Plan 9, he adds, was designed as an improvement to the UNIX operating system. For desktop extension, a key Plan 9 feature is its ability to import files from other machines for sharing.
Once the team had ported Plan 9 to Blue Gene/P, adapting the operating system to support desktop access was no picnic, Minnich says. “You need to write a compiler to compile your code to run on this new kind of computer. And you have to make sure it all works when it’s run on the big machine. Then you have to get it to run fast. To get it to run fast you have to measure it. Then you have to deal with all of the things that break.”
If the code works on one of the Blue Gene’s nodes, “it doesn’t mean it will work on 10 or 100 or 1,000 of them. So you have to deal with all the problems that come as you run it on more and more of the machine. You’ve got a new computer, and you’ve never run your software on it and you’ve got to build every piece of that software.”
One remaining hurdle will be simple resistance to novelty, he adds. “I think what we’ve already learned is that it’s very hard to get people to change the way they do things to such a large extent. But some people who like this idea a lot would like to use it.”

● **Dataset extract**
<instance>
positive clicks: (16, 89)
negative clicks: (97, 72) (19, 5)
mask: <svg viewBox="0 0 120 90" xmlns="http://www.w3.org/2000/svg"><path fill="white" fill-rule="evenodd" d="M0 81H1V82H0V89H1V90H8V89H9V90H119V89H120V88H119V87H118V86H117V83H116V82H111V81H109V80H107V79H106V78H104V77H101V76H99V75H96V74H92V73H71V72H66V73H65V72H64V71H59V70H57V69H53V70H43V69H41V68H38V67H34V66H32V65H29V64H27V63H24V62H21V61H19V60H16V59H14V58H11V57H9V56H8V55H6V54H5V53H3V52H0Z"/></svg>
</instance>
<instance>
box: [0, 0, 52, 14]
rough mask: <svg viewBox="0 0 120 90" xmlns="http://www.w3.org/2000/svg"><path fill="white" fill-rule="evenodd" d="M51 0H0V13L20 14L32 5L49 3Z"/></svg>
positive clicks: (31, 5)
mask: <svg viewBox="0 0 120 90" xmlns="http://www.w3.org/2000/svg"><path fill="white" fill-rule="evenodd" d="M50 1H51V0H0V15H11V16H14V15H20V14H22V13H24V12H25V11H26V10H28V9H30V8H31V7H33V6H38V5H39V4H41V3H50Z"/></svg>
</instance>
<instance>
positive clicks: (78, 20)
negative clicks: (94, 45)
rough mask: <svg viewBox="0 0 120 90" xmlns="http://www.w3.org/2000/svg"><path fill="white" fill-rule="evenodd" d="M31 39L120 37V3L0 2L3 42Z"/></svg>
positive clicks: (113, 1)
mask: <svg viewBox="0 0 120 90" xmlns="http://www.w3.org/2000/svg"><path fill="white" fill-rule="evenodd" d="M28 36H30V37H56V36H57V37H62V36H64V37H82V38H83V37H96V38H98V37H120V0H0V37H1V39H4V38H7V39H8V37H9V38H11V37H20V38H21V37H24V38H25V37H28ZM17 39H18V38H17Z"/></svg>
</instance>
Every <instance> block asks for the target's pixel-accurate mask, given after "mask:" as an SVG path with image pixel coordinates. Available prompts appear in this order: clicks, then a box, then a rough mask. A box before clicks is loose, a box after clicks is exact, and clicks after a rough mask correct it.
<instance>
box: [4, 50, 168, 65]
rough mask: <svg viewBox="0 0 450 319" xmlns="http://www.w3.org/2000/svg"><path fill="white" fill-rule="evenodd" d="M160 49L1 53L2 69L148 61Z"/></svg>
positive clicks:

● **Tasks to complete**
A. Duplicate the stretch of the Plan 9 passage from "Plan 9, he adds, was" through "machines for sharing.".
B. In the Plan 9 passage, Minnich's quote that begins "You need to write a compiler" lays out several things the team has to do. List each one.
C. Write the next part of the Plan 9 passage, picking up after its final sentence.

● **List of answers**
A.
Plan 9, he adds, was designed as an improvement to the UNIX operating system. For desktop extension, a key Plan 9 feature is its ability to import files from other machines for sharing.

B.
- Write a compiler to compile your code to run on this new kind of computer
- Make sure it all works when it's run on the big machine
- Get it to run fast
- Measure it
- Deal with all of the things that break

C.
The computer world is rife with such uncertainty and unexpected shifts of interest. While previously at Los Alamos National Laboratory in New Mexico, Minnich directed another team that created Clustermatic, a software package that enables groups of PCs to work much better together in high performance clusters. Clustermatic earned an R&D 100 award in 2004, but that team has since moved on to companies like Google and Cray.
“Clusters have had a huge role for a decade,” Minnich says. “But now they have been almost pushed aside. High-end computing has gone away from clusters of PCs and moved to machines like Blue Gene.”